▶ Challenge
Write down every line of the data below without changing anything, and leave the pictures out.

------------------------------------

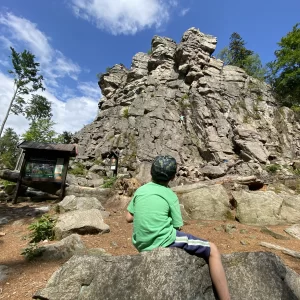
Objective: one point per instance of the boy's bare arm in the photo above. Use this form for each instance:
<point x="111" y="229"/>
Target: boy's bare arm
<point x="129" y="217"/>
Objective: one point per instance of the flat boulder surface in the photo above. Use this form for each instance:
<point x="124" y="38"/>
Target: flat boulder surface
<point x="170" y="274"/>
<point x="81" y="222"/>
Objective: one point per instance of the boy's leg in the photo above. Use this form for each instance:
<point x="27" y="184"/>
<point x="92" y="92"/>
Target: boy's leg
<point x="217" y="273"/>
<point x="209" y="252"/>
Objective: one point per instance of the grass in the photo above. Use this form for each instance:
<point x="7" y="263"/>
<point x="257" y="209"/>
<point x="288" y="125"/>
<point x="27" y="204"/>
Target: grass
<point x="42" y="229"/>
<point x="78" y="169"/>
<point x="109" y="182"/>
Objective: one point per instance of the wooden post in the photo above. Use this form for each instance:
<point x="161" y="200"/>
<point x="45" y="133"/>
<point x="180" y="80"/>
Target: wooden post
<point x="63" y="178"/>
<point x="19" y="183"/>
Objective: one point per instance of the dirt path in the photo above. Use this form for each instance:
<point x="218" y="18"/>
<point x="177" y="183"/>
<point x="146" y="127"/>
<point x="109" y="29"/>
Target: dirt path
<point x="28" y="277"/>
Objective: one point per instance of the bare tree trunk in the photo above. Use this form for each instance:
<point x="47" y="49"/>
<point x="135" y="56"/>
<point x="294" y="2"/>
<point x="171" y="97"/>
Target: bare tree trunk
<point x="8" y="111"/>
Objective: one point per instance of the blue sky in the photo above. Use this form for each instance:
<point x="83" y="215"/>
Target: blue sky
<point x="76" y="39"/>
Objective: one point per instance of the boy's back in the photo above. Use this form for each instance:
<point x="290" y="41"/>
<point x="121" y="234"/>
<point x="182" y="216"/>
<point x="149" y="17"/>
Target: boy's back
<point x="156" y="215"/>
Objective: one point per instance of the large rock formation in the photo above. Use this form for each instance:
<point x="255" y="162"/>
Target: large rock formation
<point x="231" y="120"/>
<point x="165" y="274"/>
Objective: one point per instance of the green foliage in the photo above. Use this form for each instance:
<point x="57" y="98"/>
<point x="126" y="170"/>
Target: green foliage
<point x="8" y="148"/>
<point x="65" y="138"/>
<point x="41" y="131"/>
<point x="32" y="251"/>
<point x="126" y="113"/>
<point x="42" y="229"/>
<point x="5" y="182"/>
<point x="26" y="80"/>
<point x="296" y="172"/>
<point x="273" y="168"/>
<point x="284" y="71"/>
<point x="238" y="55"/>
<point x="78" y="169"/>
<point x="109" y="182"/>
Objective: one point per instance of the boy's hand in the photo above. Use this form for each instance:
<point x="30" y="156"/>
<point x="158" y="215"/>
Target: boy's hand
<point x="129" y="217"/>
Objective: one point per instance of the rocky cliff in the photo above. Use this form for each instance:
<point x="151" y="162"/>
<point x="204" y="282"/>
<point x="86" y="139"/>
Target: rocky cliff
<point x="182" y="101"/>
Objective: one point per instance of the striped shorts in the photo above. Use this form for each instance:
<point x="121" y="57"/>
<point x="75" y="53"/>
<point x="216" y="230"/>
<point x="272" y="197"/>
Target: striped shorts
<point x="191" y="244"/>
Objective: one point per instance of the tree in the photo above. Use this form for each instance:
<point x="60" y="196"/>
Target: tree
<point x="238" y="55"/>
<point x="26" y="80"/>
<point x="284" y="71"/>
<point x="8" y="148"/>
<point x="41" y="131"/>
<point x="65" y="137"/>
<point x="38" y="108"/>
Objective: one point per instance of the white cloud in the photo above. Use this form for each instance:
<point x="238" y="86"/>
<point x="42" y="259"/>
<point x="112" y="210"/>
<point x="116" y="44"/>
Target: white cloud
<point x="124" y="16"/>
<point x="184" y="11"/>
<point x="53" y="63"/>
<point x="71" y="111"/>
<point x="5" y="41"/>
<point x="70" y="115"/>
<point x="90" y="89"/>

------------------------------------

▶ Answer for the task
Objective: one point per instance of the boy's bare arm in the photo above. Use this form for each instance:
<point x="111" y="229"/>
Target: boy's bare arm
<point x="129" y="217"/>
Objective: one point per instance of the flat boulder surface in the photo above. Use this form for each instance:
<point x="124" y="38"/>
Target: flat boulder surface
<point x="170" y="274"/>
<point x="81" y="222"/>
Objective: one point per instance of the boy's leg in the photo above. Use this form for each instance:
<point x="27" y="184"/>
<point x="92" y="92"/>
Target: boy's leg
<point x="217" y="273"/>
<point x="209" y="252"/>
Objective: one point per instance of the grass in the photo above. Use this form for each instance:
<point x="7" y="263"/>
<point x="257" y="209"/>
<point x="288" y="125"/>
<point x="27" y="204"/>
Target: grass
<point x="42" y="229"/>
<point x="78" y="169"/>
<point x="109" y="182"/>
Objective: one point per instance of the wooden post in the photo above. Use this form for each instance:
<point x="161" y="200"/>
<point x="45" y="133"/>
<point x="180" y="80"/>
Target: wooden post
<point x="63" y="178"/>
<point x="19" y="183"/>
Objective: one point per instance of the dirt path in the photo above. Use this form for each instance:
<point x="218" y="18"/>
<point x="177" y="183"/>
<point x="146" y="127"/>
<point x="109" y="29"/>
Target: dirt path
<point x="28" y="277"/>
Objective: one point per instance of the bare tree trunk in the photo above. Use this form for each instance:
<point x="47" y="49"/>
<point x="135" y="56"/>
<point x="294" y="2"/>
<point x="171" y="97"/>
Target: bare tree trunk
<point x="8" y="111"/>
Objective: one point per instance of the blue sky in the photo above. Use this form for each instance:
<point x="83" y="215"/>
Target: blue sky
<point x="76" y="39"/>
Objective: one point per instance of the boy's back in the photo above. Use this form for each instance:
<point x="290" y="41"/>
<point x="121" y="234"/>
<point x="182" y="216"/>
<point x="149" y="17"/>
Target: boy's back
<point x="156" y="215"/>
Objective: one point per instance of the large rock formation in the photo above. Use this form for each instance:
<point x="255" y="162"/>
Target: large rock formation
<point x="231" y="120"/>
<point x="165" y="274"/>
Objective: one point per instance of the green foliage in the photo above. Use this form for each instance:
<point x="57" y="98"/>
<point x="126" y="170"/>
Target: green foliage
<point x="8" y="148"/>
<point x="65" y="138"/>
<point x="41" y="131"/>
<point x="32" y="251"/>
<point x="126" y="113"/>
<point x="42" y="229"/>
<point x="5" y="182"/>
<point x="26" y="80"/>
<point x="296" y="172"/>
<point x="273" y="168"/>
<point x="284" y="71"/>
<point x="238" y="55"/>
<point x="78" y="169"/>
<point x="109" y="182"/>
Objective: one point per instance of the boy's hand in the photo above. Use this form for each instance:
<point x="30" y="156"/>
<point x="158" y="215"/>
Target: boy's hand
<point x="129" y="217"/>
Objective: one point per instance of the rocky cliff in the photo above. Use this form for each instance:
<point x="151" y="162"/>
<point x="204" y="282"/>
<point x="86" y="139"/>
Target: rocky cliff
<point x="182" y="101"/>
Objective: one point per instance of the striped shorts in the photo above. Use this form for each instance:
<point x="121" y="57"/>
<point x="75" y="53"/>
<point x="216" y="230"/>
<point x="272" y="197"/>
Target: striped shorts
<point x="191" y="244"/>
Objective: one point per instance of the tree in the photo above. Use this form for each instance:
<point x="60" y="196"/>
Target: tree
<point x="238" y="55"/>
<point x="26" y="80"/>
<point x="284" y="71"/>
<point x="8" y="148"/>
<point x="41" y="131"/>
<point x="65" y="137"/>
<point x="38" y="108"/>
Objective: one point per instance of the white cloud in the photo above. Use this form for each instance:
<point x="238" y="86"/>
<point x="42" y="259"/>
<point x="112" y="210"/>
<point x="116" y="44"/>
Target: white cloud
<point x="124" y="16"/>
<point x="184" y="11"/>
<point x="53" y="63"/>
<point x="71" y="111"/>
<point x="5" y="41"/>
<point x="70" y="115"/>
<point x="90" y="89"/>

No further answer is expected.